▶ **EXERCISE PROMPT**:
Convert each line of the items below into a Markdown table with the columns "Row" and "Line", numbering the rows in order and leaving out any blank lines.

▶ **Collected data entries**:
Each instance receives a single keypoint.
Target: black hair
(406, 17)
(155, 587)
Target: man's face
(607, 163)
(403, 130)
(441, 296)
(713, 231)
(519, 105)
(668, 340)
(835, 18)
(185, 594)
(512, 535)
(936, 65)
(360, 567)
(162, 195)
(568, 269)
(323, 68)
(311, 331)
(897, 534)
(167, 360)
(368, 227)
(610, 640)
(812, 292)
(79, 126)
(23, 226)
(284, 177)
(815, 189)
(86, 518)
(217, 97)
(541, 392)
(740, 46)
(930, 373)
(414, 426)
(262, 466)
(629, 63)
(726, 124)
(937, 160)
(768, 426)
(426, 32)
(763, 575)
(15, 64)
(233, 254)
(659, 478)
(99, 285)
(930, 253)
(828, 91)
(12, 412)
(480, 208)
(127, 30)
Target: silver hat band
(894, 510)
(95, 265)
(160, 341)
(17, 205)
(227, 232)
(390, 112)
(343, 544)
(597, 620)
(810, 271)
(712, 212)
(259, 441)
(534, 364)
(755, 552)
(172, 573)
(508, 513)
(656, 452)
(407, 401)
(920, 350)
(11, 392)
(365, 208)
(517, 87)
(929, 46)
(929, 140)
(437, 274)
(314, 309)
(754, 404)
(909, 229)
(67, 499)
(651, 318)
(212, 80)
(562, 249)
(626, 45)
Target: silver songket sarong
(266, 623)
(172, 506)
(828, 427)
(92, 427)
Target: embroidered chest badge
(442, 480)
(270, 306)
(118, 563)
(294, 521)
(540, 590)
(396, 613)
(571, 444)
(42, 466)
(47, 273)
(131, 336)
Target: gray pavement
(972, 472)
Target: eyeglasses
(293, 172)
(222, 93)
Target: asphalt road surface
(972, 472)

▶ **EXERCISE SOLUTION**:
| Row | Line |
|---|---|
| 1 | Each instance receives a single keypoint. |
| 2 | Target: black hair |
| 3 | (406, 17) |
| 4 | (155, 587) |
| 5 | Target: man's face |
| 6 | (607, 163) |
| 7 | (403, 130) |
| 8 | (441, 296) |
| 9 | (713, 231) |
| 10 | (519, 105) |
| 11 | (668, 340) |
| 12 | (835, 18) |
| 13 | (185, 594) |
| 14 | (512, 535) |
| 15 | (936, 65) |
| 16 | (360, 567) |
| 17 | (162, 195) |
| 18 | (568, 269) |
| 19 | (323, 68) |
| 20 | (311, 331) |
| 21 | (897, 534) |
| 22 | (167, 360) |
| 23 | (368, 227) |
| 24 | (610, 640) |
| 25 | (812, 292) |
| 26 | (79, 126) |
| 27 | (23, 226) |
| 28 | (284, 177) |
| 29 | (815, 189) |
| 30 | (86, 518) |
| 31 | (217, 97) |
| 32 | (541, 392) |
| 33 | (740, 46) |
| 34 | (930, 373) |
| 35 | (414, 426) |
| 36 | (262, 466) |
| 37 | (629, 63) |
| 38 | (726, 124) |
| 39 | (937, 160) |
| 40 | (768, 426) |
| 41 | (426, 32) |
| 42 | (763, 575) |
| 43 | (15, 64) |
| 44 | (233, 254) |
| 45 | (659, 478) |
| 46 | (99, 285) |
| 47 | (930, 253) |
| 48 | (828, 91) |
| 49 | (12, 412) |
| 50 | (480, 208) |
| 51 | (127, 30) |
| 52 | Target: silver hat band |
| 53 | (894, 510) |
| 54 | (95, 265) |
| 55 | (160, 341) |
| 56 | (17, 205) |
| 57 | (227, 232) |
| 58 | (390, 112) |
| 59 | (343, 544) |
| 60 | (597, 620) |
| 61 | (810, 271) |
| 62 | (712, 212) |
| 63 | (259, 441) |
| 64 | (534, 364) |
| 65 | (755, 552) |
| 66 | (172, 573) |
| 67 | (508, 513) |
| 68 | (656, 452) |
| 69 | (407, 401) |
| 70 | (920, 350) |
| 71 | (11, 392) |
| 72 | (365, 208) |
| 73 | (517, 87) |
| 74 | (929, 46) |
| 75 | (929, 140) |
| 76 | (437, 274) |
| 77 | (314, 309) |
| 78 | (754, 404) |
| 79 | (909, 229) |
| 80 | (67, 499) |
| 81 | (651, 318) |
| 82 | (212, 80) |
| 83 | (562, 249) |
| 84 | (626, 45) |
| 85 | Target: silver songket sarong |
| 86 | (266, 623) |
| 87 | (172, 506) |
| 88 | (828, 427) |
| 89 | (92, 427) |
| 90 | Target: embroidered chest badge |
| 91 | (442, 480) |
| 92 | (270, 306) |
| 93 | (118, 563) |
| 94 | (294, 521) |
| 95 | (540, 590) |
| 96 | (396, 613) |
| 97 | (571, 444) |
| 98 | (42, 466) |
| 99 | (47, 273) |
| 100 | (131, 336) |
| 101 | Target: gray pavement |
| 102 | (972, 472) |
| 103 | Target: eyeglasses |
| 104 | (293, 172) |
| 105 | (222, 93) |
| 106 | Target: asphalt road surface |
| 107 | (972, 472) |